• **Your instructions**:
Print the passage from the forum thread on loneliness below, starting with "## coldsorehighlighter (Jun" and going on through "trying to attract?".
#### Source passage ####
I think loneliness is more a state of mind. I think you can be happy being lonely. Perhaps developing a better relationship with yourself can overcome loneliness.


----------



## coldsorehighlighter (Jun 2, 2010)

WintersTale said:


> Very good point, jimity. And one to consider.
> 
> Another argument is, is loneliness a state of mind, or is it a state of existence? Can you possibly be happy being lonely, or do you have to complain about it?
> 
> And if you complain about it, aren't you driving away the same people that you are trying to attract?





jimity said:


> I think loneliness is more a state of mind. I think you can be happy being lonely. Perhaps developing a better relationship with yourself can overcome loneliness.


Being "lonely" indicates that you're longing to not be alone...so I don't see how anyone could be happy while feeling lonely. Being happy, alone? Of course...


----------



## luceo (Jan 29, 2011)

the cheat said:


> Being "lonely" indicates that you're longing to not be alone...so I don't see how anyone could be happy while feeling lonely. Being happy, alone? Of course...
#### Data section ####
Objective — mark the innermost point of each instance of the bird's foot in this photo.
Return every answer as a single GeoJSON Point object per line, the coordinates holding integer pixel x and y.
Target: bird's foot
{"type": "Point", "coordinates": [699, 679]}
####
• **Complete answer**:
## coldsorehighlighter (Jun 2, 2010)

WintersTale said:


> Very good point, jimity. And one to consider.
> 
> Another argument is, is loneliness a state of mind, or is it a state of existence? Can you possibly be happy being lonely, or do you have to complain about it?
> 
> And if you complain about it, aren't you driving away the same people that you are trying to attract?